QUESTIONS ON THE MATERIAL.
1. In the TV power rankings passage, the list begins "Trying (Apple TV+)". Name every series in that list along with the service shown in parentheses for each.
2. Continue the TV power rankings passage, starting after its final sentence, which ends "playing with genre tropes with great aplomb."

PASSAGE SHOWN.
■ ■ ■
Though there weren’t any new TV shows that premiered since our last Power Ranking, the list this week did change quite a bit. It’s a testament to how we watch shows now—it can take us awhile to catch up (The Good Fight) or find something that quietly appeared on a streaming service without fanfare (Starstruck). But weekly episodes do still matter! It’s why Loki dropped a little, but Kevin hit big. Each week is a different mood, and below is our current one.
Programming Note: I Think You Should Leave Season 2 is eligible for next week’s list.
The rules for the Power Rankings are simple: Any current series on TV qualifies, whether it’s a comedy, drama, news program, animated series, variety show or sports event. It can be on a network, basic cable, premium channel, Netflix, Amazon, Hulu, YouTube or whatever you can stream on your smart TV, as long as a new episode was made available the previous week (ending Sunday) —or, in the case of shows released all at once, it has to have been released within the previous four weeks. The voting panel is composed of Paste Editors and TV writers with a pretty broad range of tastes.
Trying (Apple TV+), Love, Victor (Hulu), Legends of Tomorrow (The CW), Bosch (Amazon Prime), Physical (Apple TV+)
Last Week’s Ranking: Not Eligible
This Week: Join in the fun, and don’t forget to donate!
On the free streaming / gaming platform Twitch you can catch the great semi-annual event Games Done Quick, a charity live stream and speedrunning event that raises money through viewer and corporate donations. All virtual again this year, Summer GDQ will again be championing Doctors Without Borders over the course of the week, as gamers gather to show off their skills at beating beloved titles as quickly as possible, or with specific challenges dictated through donation incentives. As a rare live event with user integration built-in, it’s a unique, fun, silly, raucous good time had by all, from the E-sports competitors to those watching from home. Its winter version, Awesome Games Done Quick, will return for more marathon streams and events in January. Gotta Go Fast! —Allison Keene
Network: HBO Max
Last Week’s Ranking: 5
This Week: More and more people keep finding this excellent gem—don’t miss out!
“He’s a famous actor, and you’re a little rat nobody.” It’s a tried-and-true fanfiction scenario, the inverse plot of Notting Hill, and now, the premise of HBO Max’s truly delightful Starstruck. Premiering first on BBC Three in April, the London-based romantic comedy follows Jessie (New Zealander comedian Rose Matafeo) after she has a drunken New Year’s Eve one-night stand with Tom (Nikesh Patel), only to learn the next day that he is a famous actor. Anyone who’s seen a rom-com can probably guess what happens next: a will-they-or-won’t-they flirtation, a disastrous fight, an eventual reconciliation. But while Starstruck riffs off a familiar fantasy, it stays grounded in its approach, playing with genre tropes with great aplomb.
■ ■ ■
THE DATA.
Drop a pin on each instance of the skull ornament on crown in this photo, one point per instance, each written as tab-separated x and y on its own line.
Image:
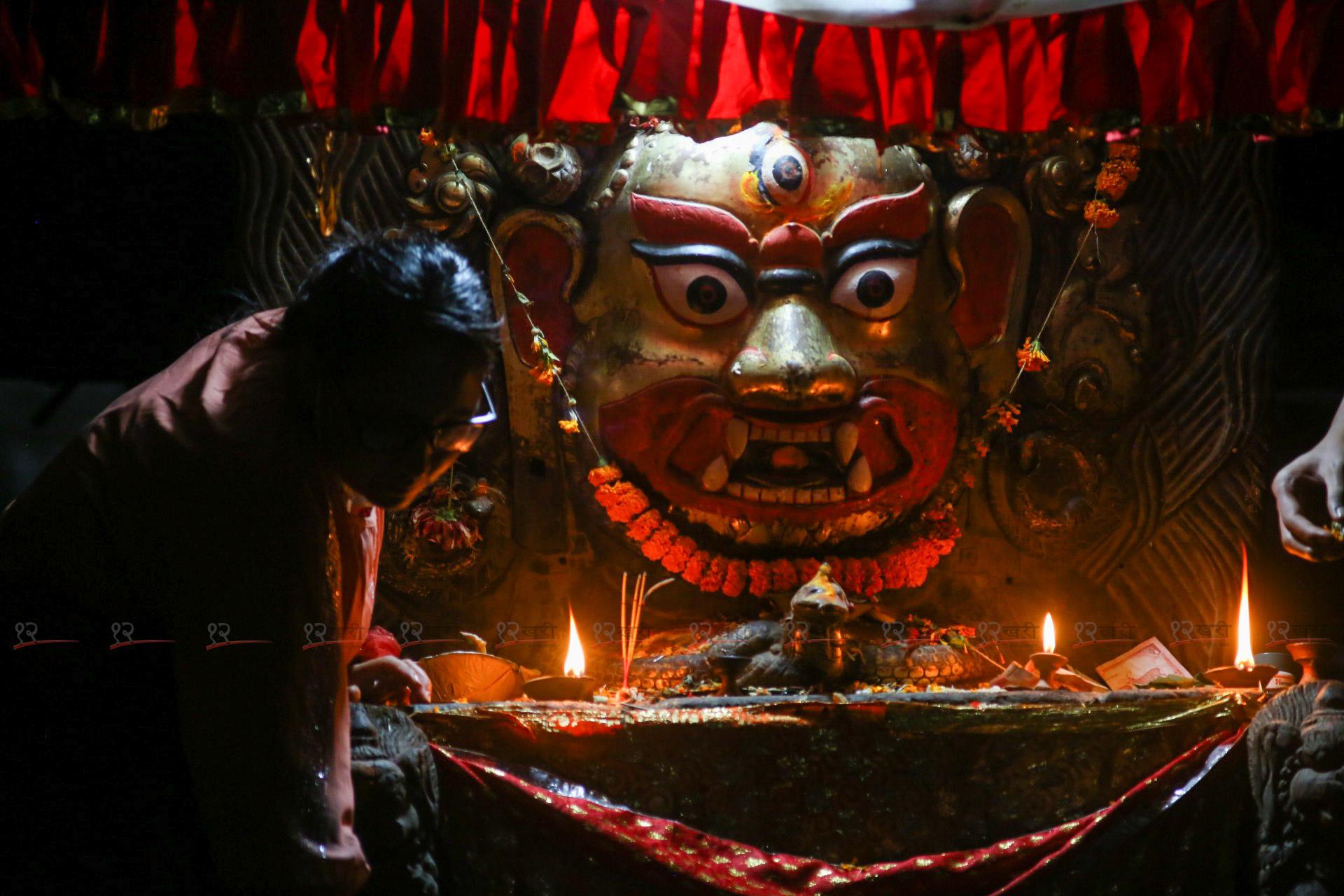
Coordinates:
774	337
■ ■ ■
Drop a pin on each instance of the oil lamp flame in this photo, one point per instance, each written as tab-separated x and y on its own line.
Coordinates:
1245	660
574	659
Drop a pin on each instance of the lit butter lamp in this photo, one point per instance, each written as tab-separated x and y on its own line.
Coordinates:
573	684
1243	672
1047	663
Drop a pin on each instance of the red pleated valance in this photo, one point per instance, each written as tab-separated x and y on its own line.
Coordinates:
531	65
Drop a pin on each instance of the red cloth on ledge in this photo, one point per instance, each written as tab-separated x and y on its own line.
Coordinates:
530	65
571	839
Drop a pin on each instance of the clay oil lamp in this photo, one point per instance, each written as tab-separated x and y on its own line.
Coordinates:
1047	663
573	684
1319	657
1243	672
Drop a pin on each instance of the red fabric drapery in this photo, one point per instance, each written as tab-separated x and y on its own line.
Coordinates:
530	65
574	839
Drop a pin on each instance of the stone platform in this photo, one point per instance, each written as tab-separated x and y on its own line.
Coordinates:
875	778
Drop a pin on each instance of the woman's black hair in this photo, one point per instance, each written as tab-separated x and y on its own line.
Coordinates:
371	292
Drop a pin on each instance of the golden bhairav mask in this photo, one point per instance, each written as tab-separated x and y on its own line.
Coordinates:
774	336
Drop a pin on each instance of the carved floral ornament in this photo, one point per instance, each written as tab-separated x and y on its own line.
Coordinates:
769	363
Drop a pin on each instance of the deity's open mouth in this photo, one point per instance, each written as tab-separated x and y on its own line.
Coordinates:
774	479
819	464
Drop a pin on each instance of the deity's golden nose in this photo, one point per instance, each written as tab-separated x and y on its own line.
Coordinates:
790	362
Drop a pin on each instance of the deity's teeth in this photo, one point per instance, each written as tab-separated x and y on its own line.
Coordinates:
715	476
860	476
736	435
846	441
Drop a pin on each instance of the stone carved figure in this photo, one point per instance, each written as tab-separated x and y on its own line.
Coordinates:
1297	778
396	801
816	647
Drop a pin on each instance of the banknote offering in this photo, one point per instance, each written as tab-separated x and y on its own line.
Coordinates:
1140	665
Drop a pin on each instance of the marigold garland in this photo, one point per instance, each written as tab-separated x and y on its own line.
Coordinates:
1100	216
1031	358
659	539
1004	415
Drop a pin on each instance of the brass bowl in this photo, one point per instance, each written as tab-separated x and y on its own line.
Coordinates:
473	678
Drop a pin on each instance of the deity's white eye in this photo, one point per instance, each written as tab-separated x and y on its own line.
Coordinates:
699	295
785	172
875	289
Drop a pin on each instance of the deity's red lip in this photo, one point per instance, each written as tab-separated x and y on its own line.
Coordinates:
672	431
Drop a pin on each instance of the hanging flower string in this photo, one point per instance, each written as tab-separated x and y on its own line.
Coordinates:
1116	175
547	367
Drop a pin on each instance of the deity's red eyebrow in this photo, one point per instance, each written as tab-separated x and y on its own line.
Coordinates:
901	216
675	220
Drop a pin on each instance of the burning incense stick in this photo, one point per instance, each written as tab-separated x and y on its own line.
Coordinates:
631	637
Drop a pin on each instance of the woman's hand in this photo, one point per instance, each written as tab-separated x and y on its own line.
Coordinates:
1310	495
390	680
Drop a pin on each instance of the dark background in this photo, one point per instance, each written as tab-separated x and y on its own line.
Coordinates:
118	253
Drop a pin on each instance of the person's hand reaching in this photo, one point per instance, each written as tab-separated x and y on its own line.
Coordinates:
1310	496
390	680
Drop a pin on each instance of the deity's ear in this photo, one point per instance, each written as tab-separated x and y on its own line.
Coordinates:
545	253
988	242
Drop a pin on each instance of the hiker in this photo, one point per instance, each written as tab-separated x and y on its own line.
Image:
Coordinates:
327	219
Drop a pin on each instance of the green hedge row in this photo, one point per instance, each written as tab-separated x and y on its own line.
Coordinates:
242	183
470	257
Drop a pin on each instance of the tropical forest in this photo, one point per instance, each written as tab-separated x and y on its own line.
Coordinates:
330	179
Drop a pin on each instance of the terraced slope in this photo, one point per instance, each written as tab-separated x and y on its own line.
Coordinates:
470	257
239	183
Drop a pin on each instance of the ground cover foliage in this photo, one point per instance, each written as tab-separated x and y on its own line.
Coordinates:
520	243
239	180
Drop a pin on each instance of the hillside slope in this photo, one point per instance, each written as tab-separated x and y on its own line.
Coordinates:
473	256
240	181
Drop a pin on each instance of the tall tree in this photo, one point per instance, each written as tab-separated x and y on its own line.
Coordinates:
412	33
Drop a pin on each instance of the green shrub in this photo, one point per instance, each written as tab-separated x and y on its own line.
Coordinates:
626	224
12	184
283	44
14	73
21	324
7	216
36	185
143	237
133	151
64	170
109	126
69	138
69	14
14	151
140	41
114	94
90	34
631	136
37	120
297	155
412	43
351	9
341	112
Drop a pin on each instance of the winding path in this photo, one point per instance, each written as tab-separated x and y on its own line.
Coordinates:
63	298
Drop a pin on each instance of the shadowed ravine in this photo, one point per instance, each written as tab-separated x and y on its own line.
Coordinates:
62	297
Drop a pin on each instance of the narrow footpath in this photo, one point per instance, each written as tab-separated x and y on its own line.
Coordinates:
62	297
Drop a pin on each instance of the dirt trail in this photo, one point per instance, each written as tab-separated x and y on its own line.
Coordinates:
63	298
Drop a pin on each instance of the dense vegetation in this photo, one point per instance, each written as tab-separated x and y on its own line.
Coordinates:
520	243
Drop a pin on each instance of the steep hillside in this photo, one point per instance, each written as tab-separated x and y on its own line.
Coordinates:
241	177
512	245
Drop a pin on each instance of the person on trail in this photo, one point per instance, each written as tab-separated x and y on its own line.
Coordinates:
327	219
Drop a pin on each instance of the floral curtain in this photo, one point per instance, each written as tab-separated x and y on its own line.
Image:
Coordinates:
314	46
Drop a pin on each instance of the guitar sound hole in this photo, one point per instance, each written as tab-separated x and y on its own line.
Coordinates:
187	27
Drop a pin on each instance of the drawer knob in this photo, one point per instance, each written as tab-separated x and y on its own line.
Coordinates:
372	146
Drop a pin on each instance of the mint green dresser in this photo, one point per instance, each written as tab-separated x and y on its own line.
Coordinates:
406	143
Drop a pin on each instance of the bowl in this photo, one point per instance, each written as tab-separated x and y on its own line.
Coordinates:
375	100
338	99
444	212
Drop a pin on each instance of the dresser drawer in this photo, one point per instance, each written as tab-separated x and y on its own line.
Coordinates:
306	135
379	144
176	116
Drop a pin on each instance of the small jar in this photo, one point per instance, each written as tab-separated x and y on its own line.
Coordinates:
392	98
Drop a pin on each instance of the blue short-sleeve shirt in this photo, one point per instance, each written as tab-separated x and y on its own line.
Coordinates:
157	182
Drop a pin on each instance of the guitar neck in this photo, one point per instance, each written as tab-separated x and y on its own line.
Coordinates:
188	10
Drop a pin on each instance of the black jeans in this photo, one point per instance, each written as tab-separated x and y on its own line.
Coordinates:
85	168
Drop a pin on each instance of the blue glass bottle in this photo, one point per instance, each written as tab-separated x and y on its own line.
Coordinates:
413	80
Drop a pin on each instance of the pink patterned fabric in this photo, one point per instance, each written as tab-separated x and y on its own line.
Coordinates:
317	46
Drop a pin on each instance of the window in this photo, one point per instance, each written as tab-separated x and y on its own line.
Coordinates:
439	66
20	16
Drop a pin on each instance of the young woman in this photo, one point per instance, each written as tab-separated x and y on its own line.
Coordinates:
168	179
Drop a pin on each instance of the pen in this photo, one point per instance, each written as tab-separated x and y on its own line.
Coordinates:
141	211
■ ■ ■
ACTIVITY ANSWERS.
1. Trying (Apple TV+), Love, Victor (Hulu), Legends of Tomorrow (The CW), Bosch (Amazon Prime), Physical (Apple TV+)

2.
Starstruck is clearly the product of people who unabashedly love rom-coms. Inspired by the genre’s classics, the short six-episode series provides a light-hearted modern update with a protagonist who toys with expectations. I’ll keep it vague, but the season’s final moments are so lovely and understated that the tenderness took my breath away. (And it has been renewed for Season 2). Clocking in right over two hours, Starstruck makes for a quick summer watch that leaves you wanting to linger in the escapist joy for a little longer. Just like a good rom-com should. —Annie Lyons
Last Week’s Ranking: 1
This Week: There’s no love like that between a man and his jetski.
Of all of the Marvel TV series on Disney+ so far, Loki has been the most highly anticipated. An OG associate of the Avengers universe, Loki remains the brightest spot of any movie he’s in. Tom Hiddleston has made the character iconic, and his portrayal—be it in Thor movies or Avengers get-togethers—is off-the-charts charming. It’s also the reason Loki has been the only truly successful Marvel villain to date, one who not only has a fully-realized backstory and emotional connection to the heroes, but who just keeps gloriously popping up (as the God of Mischief is wont to do). He’s not a one-off rushed through 120 minutes of storytelling, he’s a dynamic presence who has earned his own fandom.
And now, at last, he has his own show. In Loki, our Asgardian prince starts off in 2012 where he deviates from the “sacred timeline” of events by snatching the Tesseract and zipping away from imprisonment. He’s quickly apprehended by agents of the TVA (Time Variant Authority), who are charged with keeping the multiverse down to just one stream of approved reality. This Loki, now a “variant,” is essentially marked for extermination, until an agent named Mobius (Owen Wilson) advocates for him to help the TVA investigate a series of crimes suited to his unique skill set.
From there, Loki turns into a kind of buddy-cop procedural. Sure it takes a lot of convincing to get Loki on board, and no you can never tell whether or not he’s lying or what his ultimate game is, but that’s all part of the fun (and when the show is at its best). The key to Loki—both the character and the show—is always Tom Hiddleston. He is the king of arrogant grandstanding, withering looks, and the ability to turn on a dime and make you feel overwhelming pathos for him.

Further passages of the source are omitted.